» Tujuan Latihan:
Lanjutkan renungan di bawah tentang penolakan orang Nasaret terhadap Yesus, mulai setelah kalimat terakhir yang tercantum.

» Kutipan Sumber:
● ● ● ● ●

Oleh : Germanus S. Atawuwur, Alumnus STFK Ledalero

Bacaan: Yeh. 2:2-5; 2Kor. 12:7-10; Mrk. 6:1-6

WARTA-NUSANTARA.COM–Bapa, ibu, saudara, saudari yang terkasih, adalah Deny Iskandar. Dia adalah salah satu mahasiswa muslim yang mendapat beasiswa dari Nostra Aetate untuk study di Roma. Selama di Roma, dia bertemu dua kali dengan Paus Fransiskus. Ketika mendengar rencana kunjungan Paus Fransiskus ke Indonesia bulan September, wartawan Tribun Network mengundang Deny untuk diwawancarai. Dalam wawancara itu wartawan bertanya bagaimana kesannya terhadap Paus Fransiskus?

Beliau mengatakan bahwa Paus Fransiskus bukan sekedar sebagai pemimpin tertinggi umat katolik seluruh dunia, tetapi beliau adalah tokoh dunia. Walau beliau adalah tokoh dunia, tetapi ketika kami beraudiens, beliau menyambangi dan menyalami kami satu per satu. Saya merasa bangga dan kagum karena disambangi oleh tokoh dunia ini.

Saudara-saudari, mahasiswa muslim yang hanya dua kali berjumpa langsung dengan Sri Paus meninggalkan kesan begitu mendalam terhadapnya, berbanding terbalik dengan sikap orang-orang Nasaret kepada Yesus, yang adalah orang mereka sendiri. Yesus sudah lama meninggalkan desa itu karena menjalankankan misi-Nya; setelah Dia berkeliling di Galiela bangsa Yahudi bahkan sampai di daerah Gerasa bangsa non Yahudi, Dia hendak pulang kampung.

Namun sayang, ketika Dia sedang mengajar di rumah ibadat, orang-orang-Nya malah mempertanyakan dari mana muasal kuasa-Nya? Bahkan mereka kemudian meremehkan Yesus dengan berkata:” Dari mana diperoleh-Nya semuanya itu? Hikmat apa pulakah yang diberikan kepada-Nya? Dan mujizat-mujizat yang demikian bagaimanakah dapat diadakan oleh tangan-Nya? Bukankah Ia ini tukang kayu, anak Maria, saudara Yakobus, Yoses, Yudas dan Simon? Dan bukankah saudara-saudara-Nya yang perempuan ada bersama kita?” Lalu mereka kecewa dan menolak Dia.”

● ● ● ● ●

[Entri dari kumpulan anotasi titik]

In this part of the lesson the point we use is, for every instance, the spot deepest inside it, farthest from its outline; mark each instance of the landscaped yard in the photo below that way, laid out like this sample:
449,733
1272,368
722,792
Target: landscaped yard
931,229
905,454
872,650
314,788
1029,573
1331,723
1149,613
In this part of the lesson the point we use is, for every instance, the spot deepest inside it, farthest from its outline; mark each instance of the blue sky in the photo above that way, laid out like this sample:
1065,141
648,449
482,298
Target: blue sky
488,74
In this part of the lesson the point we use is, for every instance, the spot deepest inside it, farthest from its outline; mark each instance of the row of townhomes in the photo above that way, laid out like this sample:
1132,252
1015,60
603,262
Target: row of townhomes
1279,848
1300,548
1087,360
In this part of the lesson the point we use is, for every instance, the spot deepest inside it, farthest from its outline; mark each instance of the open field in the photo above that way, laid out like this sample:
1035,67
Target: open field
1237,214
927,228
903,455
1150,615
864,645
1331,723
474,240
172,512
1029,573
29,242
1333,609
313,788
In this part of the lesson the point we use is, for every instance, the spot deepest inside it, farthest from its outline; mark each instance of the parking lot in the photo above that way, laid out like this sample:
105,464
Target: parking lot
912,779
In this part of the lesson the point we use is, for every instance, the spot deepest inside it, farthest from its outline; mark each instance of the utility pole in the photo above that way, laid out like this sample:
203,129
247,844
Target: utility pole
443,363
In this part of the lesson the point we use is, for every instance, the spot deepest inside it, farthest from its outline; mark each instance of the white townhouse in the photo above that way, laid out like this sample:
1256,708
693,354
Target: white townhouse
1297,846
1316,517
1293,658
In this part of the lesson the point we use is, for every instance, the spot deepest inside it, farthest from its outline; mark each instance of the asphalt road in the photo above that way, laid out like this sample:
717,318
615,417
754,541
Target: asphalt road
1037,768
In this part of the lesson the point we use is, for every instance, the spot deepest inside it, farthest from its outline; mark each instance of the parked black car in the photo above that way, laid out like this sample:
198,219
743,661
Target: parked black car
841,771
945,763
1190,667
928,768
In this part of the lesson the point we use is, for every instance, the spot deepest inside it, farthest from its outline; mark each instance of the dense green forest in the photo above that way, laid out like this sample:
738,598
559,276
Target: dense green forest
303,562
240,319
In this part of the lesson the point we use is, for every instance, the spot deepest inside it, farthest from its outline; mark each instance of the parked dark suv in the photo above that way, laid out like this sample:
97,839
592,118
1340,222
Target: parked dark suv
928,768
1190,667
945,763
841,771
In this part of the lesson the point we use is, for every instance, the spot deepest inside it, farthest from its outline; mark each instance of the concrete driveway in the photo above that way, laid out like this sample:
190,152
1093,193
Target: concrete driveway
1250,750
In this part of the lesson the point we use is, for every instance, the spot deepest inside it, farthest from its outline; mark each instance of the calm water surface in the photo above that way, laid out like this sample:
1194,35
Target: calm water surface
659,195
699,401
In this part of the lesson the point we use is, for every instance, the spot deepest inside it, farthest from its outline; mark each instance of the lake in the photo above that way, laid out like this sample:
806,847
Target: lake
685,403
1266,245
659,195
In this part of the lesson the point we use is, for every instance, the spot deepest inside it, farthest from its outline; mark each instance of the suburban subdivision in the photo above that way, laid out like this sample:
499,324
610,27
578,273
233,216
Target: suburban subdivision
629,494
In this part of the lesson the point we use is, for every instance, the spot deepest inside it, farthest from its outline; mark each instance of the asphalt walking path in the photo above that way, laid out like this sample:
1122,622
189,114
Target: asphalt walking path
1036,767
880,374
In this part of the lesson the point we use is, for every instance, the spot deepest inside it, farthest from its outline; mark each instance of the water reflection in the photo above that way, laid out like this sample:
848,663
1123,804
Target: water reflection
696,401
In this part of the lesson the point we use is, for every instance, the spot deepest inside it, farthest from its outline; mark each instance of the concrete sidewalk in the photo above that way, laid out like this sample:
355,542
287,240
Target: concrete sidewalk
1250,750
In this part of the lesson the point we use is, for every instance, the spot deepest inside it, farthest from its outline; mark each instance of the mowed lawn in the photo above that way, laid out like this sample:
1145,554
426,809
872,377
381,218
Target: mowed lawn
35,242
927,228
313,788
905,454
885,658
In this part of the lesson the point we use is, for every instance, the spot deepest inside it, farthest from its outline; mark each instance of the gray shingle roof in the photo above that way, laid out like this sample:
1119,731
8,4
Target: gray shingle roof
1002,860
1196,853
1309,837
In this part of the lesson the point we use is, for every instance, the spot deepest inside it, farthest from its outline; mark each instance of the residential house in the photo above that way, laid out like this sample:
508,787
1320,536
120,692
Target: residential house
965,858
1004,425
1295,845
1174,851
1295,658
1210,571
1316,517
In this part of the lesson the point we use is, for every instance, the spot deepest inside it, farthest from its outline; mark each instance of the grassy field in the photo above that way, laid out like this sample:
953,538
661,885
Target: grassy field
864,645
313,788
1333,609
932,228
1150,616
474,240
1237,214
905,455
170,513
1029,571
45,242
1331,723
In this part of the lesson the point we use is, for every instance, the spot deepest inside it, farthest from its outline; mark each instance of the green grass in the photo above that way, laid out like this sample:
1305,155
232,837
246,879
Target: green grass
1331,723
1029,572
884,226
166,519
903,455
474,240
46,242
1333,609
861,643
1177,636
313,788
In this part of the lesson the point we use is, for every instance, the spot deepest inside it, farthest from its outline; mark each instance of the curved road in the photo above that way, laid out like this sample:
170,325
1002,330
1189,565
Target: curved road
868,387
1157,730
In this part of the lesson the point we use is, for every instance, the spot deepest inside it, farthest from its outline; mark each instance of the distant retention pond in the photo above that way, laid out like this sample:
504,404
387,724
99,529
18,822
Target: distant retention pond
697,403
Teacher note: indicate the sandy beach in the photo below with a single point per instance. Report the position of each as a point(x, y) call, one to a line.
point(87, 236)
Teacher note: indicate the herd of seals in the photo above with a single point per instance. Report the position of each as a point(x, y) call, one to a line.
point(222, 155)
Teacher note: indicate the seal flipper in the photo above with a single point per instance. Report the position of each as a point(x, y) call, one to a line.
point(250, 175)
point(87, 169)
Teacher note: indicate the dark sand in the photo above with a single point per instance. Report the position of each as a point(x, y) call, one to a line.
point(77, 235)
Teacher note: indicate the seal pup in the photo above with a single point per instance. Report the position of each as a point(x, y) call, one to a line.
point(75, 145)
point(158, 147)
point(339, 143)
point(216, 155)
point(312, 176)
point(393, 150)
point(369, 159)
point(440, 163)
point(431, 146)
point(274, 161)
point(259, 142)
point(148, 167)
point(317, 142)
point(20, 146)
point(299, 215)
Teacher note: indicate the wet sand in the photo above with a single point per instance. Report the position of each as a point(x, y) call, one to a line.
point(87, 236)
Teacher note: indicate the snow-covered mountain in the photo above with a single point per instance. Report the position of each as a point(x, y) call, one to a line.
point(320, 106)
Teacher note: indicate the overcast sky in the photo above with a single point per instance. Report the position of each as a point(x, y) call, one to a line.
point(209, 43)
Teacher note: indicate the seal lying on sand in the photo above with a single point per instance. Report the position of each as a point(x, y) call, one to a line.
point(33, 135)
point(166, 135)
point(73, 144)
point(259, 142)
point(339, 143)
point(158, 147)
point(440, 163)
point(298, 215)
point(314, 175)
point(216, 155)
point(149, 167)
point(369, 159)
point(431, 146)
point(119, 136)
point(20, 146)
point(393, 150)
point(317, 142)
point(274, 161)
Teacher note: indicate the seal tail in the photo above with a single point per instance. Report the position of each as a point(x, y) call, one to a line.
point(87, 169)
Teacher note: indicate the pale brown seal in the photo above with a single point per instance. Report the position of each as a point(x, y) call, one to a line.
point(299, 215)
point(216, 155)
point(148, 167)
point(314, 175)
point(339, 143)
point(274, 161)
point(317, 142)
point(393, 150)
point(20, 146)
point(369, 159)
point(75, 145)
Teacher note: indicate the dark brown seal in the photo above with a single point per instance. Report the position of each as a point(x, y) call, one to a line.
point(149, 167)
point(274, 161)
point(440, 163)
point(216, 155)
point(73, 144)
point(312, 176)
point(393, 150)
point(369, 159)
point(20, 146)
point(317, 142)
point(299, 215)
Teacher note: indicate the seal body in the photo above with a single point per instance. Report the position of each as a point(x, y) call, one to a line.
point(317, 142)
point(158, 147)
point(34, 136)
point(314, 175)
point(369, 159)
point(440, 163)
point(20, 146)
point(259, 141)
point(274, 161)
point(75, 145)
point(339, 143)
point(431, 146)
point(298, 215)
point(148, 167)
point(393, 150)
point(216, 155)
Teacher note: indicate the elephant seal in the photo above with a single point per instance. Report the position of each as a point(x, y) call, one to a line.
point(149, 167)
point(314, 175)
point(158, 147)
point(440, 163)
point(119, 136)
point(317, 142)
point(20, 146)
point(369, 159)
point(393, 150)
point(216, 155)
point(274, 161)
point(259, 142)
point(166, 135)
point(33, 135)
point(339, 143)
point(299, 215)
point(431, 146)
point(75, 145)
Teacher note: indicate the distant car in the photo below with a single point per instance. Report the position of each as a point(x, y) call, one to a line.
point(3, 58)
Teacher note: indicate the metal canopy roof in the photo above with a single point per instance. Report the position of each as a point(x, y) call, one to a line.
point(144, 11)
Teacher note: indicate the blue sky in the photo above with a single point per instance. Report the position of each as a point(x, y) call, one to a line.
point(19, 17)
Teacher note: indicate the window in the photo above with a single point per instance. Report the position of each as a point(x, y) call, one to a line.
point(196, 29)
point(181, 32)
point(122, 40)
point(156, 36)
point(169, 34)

● ● ● ● ●

» Jawaban Latihan:
Orang Nasaret gagal kenal siapakah Yesus yang sebenarnya. Mereka benar-benar melihat Yesus hanya sebagai manusia saja, tetapi bukan sebagai nabi dan Tuhan. Sikap penolakan yang dilakukan orang-orang sekampung-Nya itu apakah sebagai bentuk irihati karena Yesus begitu populer di kalangan orang-orang Yahudi bahkan di luar bangsa non Yahudi? Atau, apakah orang Nazaret adalah tipe manusia yang menjadi susah apabila melihat orang lain senang atau mereka menjadi begitu senang bila melihat orang lain susah?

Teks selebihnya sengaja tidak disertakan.